## Data supplied

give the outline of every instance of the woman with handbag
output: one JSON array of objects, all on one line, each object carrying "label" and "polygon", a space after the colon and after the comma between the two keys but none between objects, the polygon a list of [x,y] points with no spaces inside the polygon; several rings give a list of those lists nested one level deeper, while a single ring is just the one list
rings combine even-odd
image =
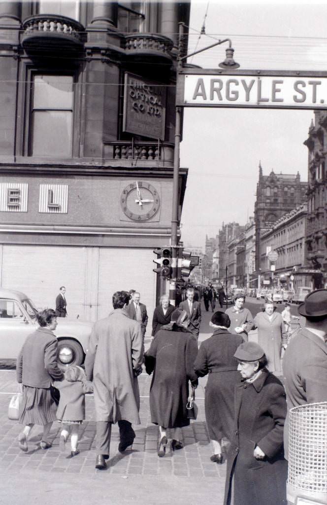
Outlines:
[{"label": "woman with handbag", "polygon": [[157,454],[162,458],[168,443],[167,430],[174,430],[171,448],[181,449],[182,430],[190,419],[186,408],[189,381],[196,387],[198,379],[194,371],[197,354],[196,340],[187,329],[186,311],[177,309],[172,321],[156,334],[145,354],[145,369],[153,372],[150,387],[151,422],[159,426]]},{"label": "woman with handbag", "polygon": [[51,395],[51,382],[62,380],[64,374],[57,364],[58,342],[52,331],[57,326],[56,312],[47,309],[37,314],[40,325],[25,340],[17,359],[17,382],[23,384],[23,398],[19,422],[24,425],[18,436],[19,447],[28,450],[27,439],[34,424],[43,426],[40,446],[48,449],[47,440],[57,405]]},{"label": "woman with handbag", "polygon": [[213,446],[210,460],[223,463],[222,439],[230,439],[234,424],[234,391],[240,381],[237,360],[234,357],[243,341],[240,335],[230,333],[231,321],[227,314],[217,311],[212,315],[210,326],[214,328],[212,336],[201,343],[194,363],[198,377],[209,374],[205,388],[204,408],[209,435]]}]

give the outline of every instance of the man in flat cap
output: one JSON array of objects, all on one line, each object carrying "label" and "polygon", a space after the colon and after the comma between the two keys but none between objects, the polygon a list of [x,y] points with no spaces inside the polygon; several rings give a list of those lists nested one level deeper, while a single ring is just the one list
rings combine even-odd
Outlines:
[{"label": "man in flat cap", "polygon": [[[327,289],[309,293],[298,311],[305,318],[305,327],[289,344],[283,363],[288,414],[299,405],[327,401]],[[287,418],[284,430],[286,456],[287,425]]]}]

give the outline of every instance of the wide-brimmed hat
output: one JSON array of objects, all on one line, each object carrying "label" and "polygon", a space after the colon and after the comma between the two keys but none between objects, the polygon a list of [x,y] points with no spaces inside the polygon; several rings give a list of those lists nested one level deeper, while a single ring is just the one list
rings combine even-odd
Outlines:
[{"label": "wide-brimmed hat", "polygon": [[309,293],[298,310],[304,317],[327,317],[327,289],[317,289]]},{"label": "wide-brimmed hat", "polygon": [[186,311],[181,310],[180,309],[176,309],[172,314],[171,321],[177,324],[184,322],[186,319],[187,319],[187,312]]},{"label": "wide-brimmed hat", "polygon": [[222,311],[217,311],[212,314],[211,322],[216,326],[225,326],[229,328],[231,326],[231,320],[228,314]]},{"label": "wide-brimmed hat", "polygon": [[257,361],[264,351],[256,342],[243,342],[238,347],[234,358],[239,361]]}]

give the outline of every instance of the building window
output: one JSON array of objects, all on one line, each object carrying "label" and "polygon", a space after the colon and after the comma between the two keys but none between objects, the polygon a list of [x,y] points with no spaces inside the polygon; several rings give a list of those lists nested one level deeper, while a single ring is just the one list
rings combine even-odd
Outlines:
[{"label": "building window", "polygon": [[80,3],[78,0],[39,0],[39,14],[58,14],[79,20]]},{"label": "building window", "polygon": [[123,33],[143,31],[144,2],[126,2],[118,4],[118,29]]},{"label": "building window", "polygon": [[73,76],[35,75],[32,95],[30,155],[71,157]]}]

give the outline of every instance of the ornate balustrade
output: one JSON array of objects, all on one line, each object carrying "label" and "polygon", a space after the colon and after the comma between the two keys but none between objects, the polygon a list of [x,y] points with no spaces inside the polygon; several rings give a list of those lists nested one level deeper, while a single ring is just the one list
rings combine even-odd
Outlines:
[{"label": "ornate balustrade", "polygon": [[133,33],[125,36],[124,43],[127,56],[142,55],[163,58],[170,62],[172,60],[171,51],[174,44],[168,37],[152,33]]},{"label": "ornate balustrade", "polygon": [[64,48],[65,50],[79,48],[83,46],[85,30],[78,21],[64,16],[55,14],[38,14],[31,16],[23,23],[24,33],[22,44],[28,52],[32,48],[38,52],[49,49],[48,44],[40,43],[47,39],[51,46]]},{"label": "ornate balustrade", "polygon": [[172,163],[174,144],[171,142],[131,142],[116,140],[107,142],[105,157],[114,160],[160,160]]}]

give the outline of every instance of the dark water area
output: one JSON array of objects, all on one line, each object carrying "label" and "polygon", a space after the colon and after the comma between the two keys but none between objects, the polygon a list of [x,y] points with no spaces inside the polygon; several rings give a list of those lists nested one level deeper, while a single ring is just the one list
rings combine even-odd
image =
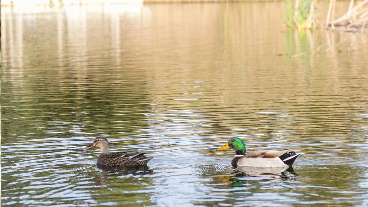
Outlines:
[{"label": "dark water area", "polygon": [[[367,206],[368,37],[283,7],[2,8],[1,205]],[[98,136],[154,158],[99,168]],[[301,154],[235,169],[235,137]]]}]

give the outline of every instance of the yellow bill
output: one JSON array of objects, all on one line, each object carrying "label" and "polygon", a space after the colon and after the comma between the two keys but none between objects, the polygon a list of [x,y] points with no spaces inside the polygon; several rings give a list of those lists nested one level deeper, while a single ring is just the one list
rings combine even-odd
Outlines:
[{"label": "yellow bill", "polygon": [[223,146],[220,147],[220,148],[217,149],[217,151],[221,151],[221,150],[227,150],[228,149],[229,149],[229,148],[230,147],[229,147],[229,145],[227,143],[226,144],[225,144],[224,146]]}]

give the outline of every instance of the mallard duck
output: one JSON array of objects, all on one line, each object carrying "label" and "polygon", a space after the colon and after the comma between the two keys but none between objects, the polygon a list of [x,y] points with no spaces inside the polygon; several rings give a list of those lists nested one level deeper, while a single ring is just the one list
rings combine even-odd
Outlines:
[{"label": "mallard duck", "polygon": [[97,165],[107,167],[137,166],[147,164],[153,157],[147,157],[143,153],[135,152],[120,152],[109,153],[109,141],[107,139],[99,137],[92,144],[86,147],[87,150],[93,147],[99,147],[101,154],[97,159]]},{"label": "mallard duck", "polygon": [[257,150],[245,153],[245,145],[238,137],[230,139],[229,142],[218,151],[231,149],[236,154],[231,164],[237,166],[274,168],[291,166],[300,154],[289,150]]}]

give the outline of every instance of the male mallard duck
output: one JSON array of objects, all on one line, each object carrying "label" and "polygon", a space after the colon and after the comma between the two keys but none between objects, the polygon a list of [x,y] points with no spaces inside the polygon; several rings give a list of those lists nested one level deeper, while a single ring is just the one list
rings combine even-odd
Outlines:
[{"label": "male mallard duck", "polygon": [[143,153],[135,152],[120,152],[109,154],[109,141],[105,138],[99,137],[85,150],[93,147],[101,149],[101,154],[97,159],[97,165],[107,167],[137,166],[146,165],[153,157],[147,157]]},{"label": "male mallard duck", "polygon": [[224,146],[217,149],[223,150],[231,149],[236,154],[231,164],[248,167],[275,168],[291,166],[300,154],[289,150],[257,150],[245,153],[245,145],[240,138],[230,139]]}]

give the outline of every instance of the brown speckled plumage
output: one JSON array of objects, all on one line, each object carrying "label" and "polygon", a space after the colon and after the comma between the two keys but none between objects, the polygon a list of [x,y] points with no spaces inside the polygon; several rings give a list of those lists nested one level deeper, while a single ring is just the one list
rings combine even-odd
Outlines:
[{"label": "brown speckled plumage", "polygon": [[146,165],[153,157],[147,157],[143,153],[135,152],[120,152],[109,153],[109,142],[106,138],[98,137],[85,149],[96,146],[101,149],[97,165],[108,167],[138,166]]}]

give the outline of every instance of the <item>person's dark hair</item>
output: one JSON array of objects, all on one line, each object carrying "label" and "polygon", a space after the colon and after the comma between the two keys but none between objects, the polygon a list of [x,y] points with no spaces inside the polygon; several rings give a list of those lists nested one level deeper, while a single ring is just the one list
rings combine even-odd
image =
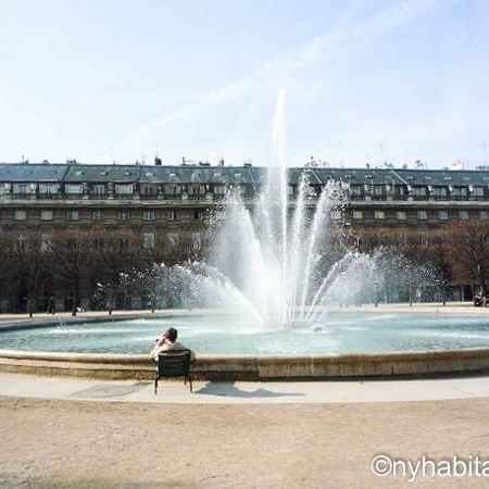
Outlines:
[{"label": "person's dark hair", "polygon": [[168,328],[166,329],[166,338],[168,338],[172,343],[174,343],[177,339],[178,331],[175,328]]}]

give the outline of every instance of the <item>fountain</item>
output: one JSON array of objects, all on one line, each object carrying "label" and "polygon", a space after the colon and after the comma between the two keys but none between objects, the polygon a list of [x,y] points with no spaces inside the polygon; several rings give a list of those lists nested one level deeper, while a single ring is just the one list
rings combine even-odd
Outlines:
[{"label": "fountain", "polygon": [[300,171],[297,186],[289,186],[284,90],[277,97],[272,147],[274,165],[258,189],[259,198],[250,201],[231,189],[213,214],[208,259],[155,264],[151,271],[154,297],[176,296],[175,302],[193,311],[130,321],[78,318],[1,331],[2,348],[11,349],[0,351],[1,362],[99,362],[111,365],[110,372],[100,367],[108,376],[123,377],[129,375],[127,365],[137,364],[130,375],[143,377],[150,375],[147,354],[154,338],[172,325],[197,351],[200,372],[209,377],[489,368],[489,324],[484,317],[360,309],[364,299],[377,302],[385,297],[392,289],[392,276],[409,281],[412,272],[427,272],[387,253],[367,255],[348,247],[325,251],[325,243],[341,229],[331,215],[347,199],[340,183],[312,187],[308,168]]}]

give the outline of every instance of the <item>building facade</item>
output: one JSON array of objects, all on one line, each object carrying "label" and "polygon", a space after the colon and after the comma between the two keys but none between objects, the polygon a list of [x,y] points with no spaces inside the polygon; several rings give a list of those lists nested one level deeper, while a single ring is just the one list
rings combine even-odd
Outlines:
[{"label": "building facade", "polygon": [[[489,172],[290,168],[292,203],[302,172],[316,196],[329,180],[341,185],[349,202],[343,217],[353,226],[489,218]],[[0,164],[0,226],[128,227],[141,236],[199,229],[229,189],[253,205],[265,180],[266,168],[252,166]]]},{"label": "building facade", "polygon": [[[0,238],[11,237],[22,249],[25,237],[36,234],[42,248],[49,246],[51,235],[58,231],[74,235],[86,231],[93,237],[93,247],[101,248],[103,240],[106,243],[111,236],[122,237],[127,233],[145,252],[166,248],[176,259],[184,242],[195,249],[201,246],[206,217],[223,204],[229,190],[239,192],[252,209],[266,185],[267,172],[265,167],[251,165],[3,163],[0,164]],[[353,235],[375,237],[392,230],[409,235],[415,230],[422,236],[432,236],[450,231],[463,222],[489,224],[489,171],[289,168],[288,193],[292,206],[304,172],[312,187],[313,204],[328,181],[339,184],[346,199],[342,205],[331,210],[330,217],[341,220]],[[125,246],[123,241],[121,246]],[[116,256],[111,260],[116,272]],[[479,281],[469,279],[465,286],[485,284],[486,266],[478,262]],[[34,300],[28,298],[34,294],[28,291],[29,274],[27,269],[26,278],[17,280],[14,298],[5,296],[11,290],[0,290],[1,311],[25,311],[25,304]],[[70,283],[67,275],[57,286],[58,296],[64,288],[74,287],[64,285]],[[60,309],[70,309],[80,299],[83,304],[88,304],[98,279],[87,278],[86,291],[67,290]],[[54,286],[49,287],[36,292],[35,300],[41,303],[38,310],[54,293]],[[34,286],[30,288],[34,290]],[[462,289],[459,297],[469,298],[471,292]]]}]

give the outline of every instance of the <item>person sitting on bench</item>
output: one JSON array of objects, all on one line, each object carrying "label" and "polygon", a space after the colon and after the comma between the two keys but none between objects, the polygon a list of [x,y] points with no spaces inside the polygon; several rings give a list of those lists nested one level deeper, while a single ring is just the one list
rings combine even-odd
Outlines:
[{"label": "person sitting on bench", "polygon": [[[158,355],[161,352],[164,351],[183,351],[183,350],[189,350],[189,348],[185,347],[184,344],[179,343],[176,339],[178,337],[178,331],[175,328],[168,328],[166,331],[164,331],[161,337],[155,340],[154,348],[151,350],[151,358],[158,362]],[[192,360],[193,360],[193,352],[192,352]]]}]

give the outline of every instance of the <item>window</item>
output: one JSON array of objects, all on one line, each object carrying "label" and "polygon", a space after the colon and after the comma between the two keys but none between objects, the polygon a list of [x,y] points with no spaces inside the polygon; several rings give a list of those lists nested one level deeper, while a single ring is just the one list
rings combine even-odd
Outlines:
[{"label": "window", "polygon": [[179,185],[165,185],[164,190],[167,196],[179,196],[181,193]]},{"label": "window", "polygon": [[13,192],[14,193],[28,193],[29,187],[27,184],[14,184],[13,185]]},{"label": "window", "polygon": [[14,211],[14,221],[25,221],[27,218],[27,211],[15,210]]},{"label": "window", "polygon": [[66,221],[78,221],[78,220],[79,220],[78,211],[74,211],[72,209],[66,211]]},{"label": "window", "polygon": [[96,196],[103,196],[103,195],[105,195],[105,186],[103,184],[96,184],[96,185],[93,185],[93,193]]},{"label": "window", "polygon": [[154,248],[154,233],[145,233],[142,235],[142,248],[146,250]]},{"label": "window", "polygon": [[375,211],[374,212],[374,218],[376,220],[385,220],[386,213],[384,211]]},{"label": "window", "polygon": [[191,196],[203,196],[205,193],[205,185],[190,185],[189,193]]},{"label": "window", "polygon": [[446,199],[448,196],[447,187],[434,187],[431,189],[431,195],[438,199]]},{"label": "window", "polygon": [[65,193],[83,193],[84,186],[82,184],[65,184],[64,191]]},{"label": "window", "polygon": [[117,247],[120,250],[127,250],[129,248],[129,239],[125,236],[117,238]]},{"label": "window", "polygon": [[103,221],[105,218],[105,213],[101,211],[100,209],[97,209],[91,213],[91,218],[93,221]]},{"label": "window", "polygon": [[52,247],[51,235],[41,235],[40,250],[48,251]]},{"label": "window", "polygon": [[452,196],[456,199],[467,196],[467,189],[465,187],[453,187]]},{"label": "window", "polygon": [[41,221],[52,221],[53,212],[51,210],[41,211]]},{"label": "window", "polygon": [[384,196],[384,187],[381,185],[374,185],[374,196],[375,197]]},{"label": "window", "polygon": [[482,198],[484,197],[484,187],[474,187],[473,196]]},{"label": "window", "polygon": [[115,193],[120,196],[133,195],[133,184],[115,184]]},{"label": "window", "polygon": [[422,209],[418,209],[417,211],[417,220],[418,221],[426,221],[428,218],[428,212],[424,211]]},{"label": "window", "polygon": [[202,237],[200,233],[192,233],[192,248],[193,250],[200,250],[202,247]]},{"label": "window", "polygon": [[438,211],[439,221],[448,221],[448,211]]},{"label": "window", "polygon": [[142,221],[154,221],[154,211],[142,211]]},{"label": "window", "polygon": [[95,250],[101,250],[103,248],[103,238],[95,238],[91,246]]},{"label": "window", "polygon": [[25,250],[25,236],[17,236],[14,241],[14,251],[23,251]]},{"label": "window", "polygon": [[118,221],[128,221],[129,215],[128,209],[123,209],[122,211],[118,211]]},{"label": "window", "polygon": [[176,248],[178,246],[179,236],[177,233],[170,233],[168,234],[168,244],[172,248]]},{"label": "window", "polygon": [[141,187],[141,192],[145,197],[153,197],[156,195],[156,189],[150,185],[145,185]]},{"label": "window", "polygon": [[58,184],[39,184],[39,193],[52,196],[58,192]]},{"label": "window", "polygon": [[426,187],[413,187],[413,197],[426,197]]}]

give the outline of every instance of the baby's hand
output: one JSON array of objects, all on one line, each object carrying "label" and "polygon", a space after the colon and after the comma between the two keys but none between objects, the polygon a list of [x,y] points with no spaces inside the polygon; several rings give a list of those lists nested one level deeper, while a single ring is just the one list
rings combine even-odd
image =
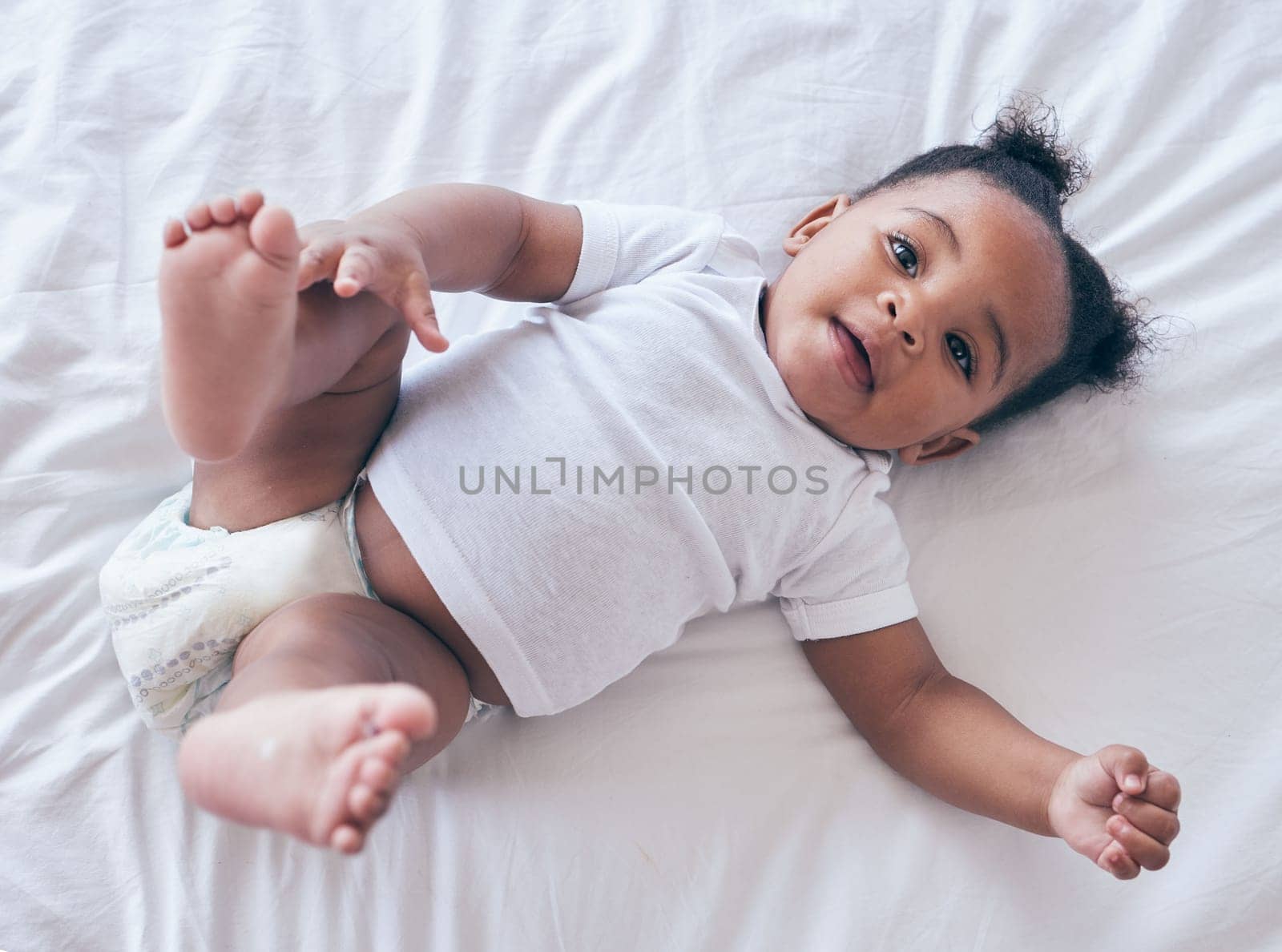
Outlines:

## Direction
The line that contains "give the outline of every instance of the baby's" opens the part to copy, and the last line of the records closes it; set down those lines exactly, pictures excluded.

## Answer for this exercise
give the outline of every instance of the baby's hand
output: one JSON array of objects, all on one line, each object carrying "label" and "polygon", a space after the colon and after the comma between the two keys but none between objects, the polygon a list of [x,y] points with no spaces inside the polygon; several rings give a list of those lists nested one level deeper, while a single ring is just the one list
rings combine even-odd
image =
Outlines:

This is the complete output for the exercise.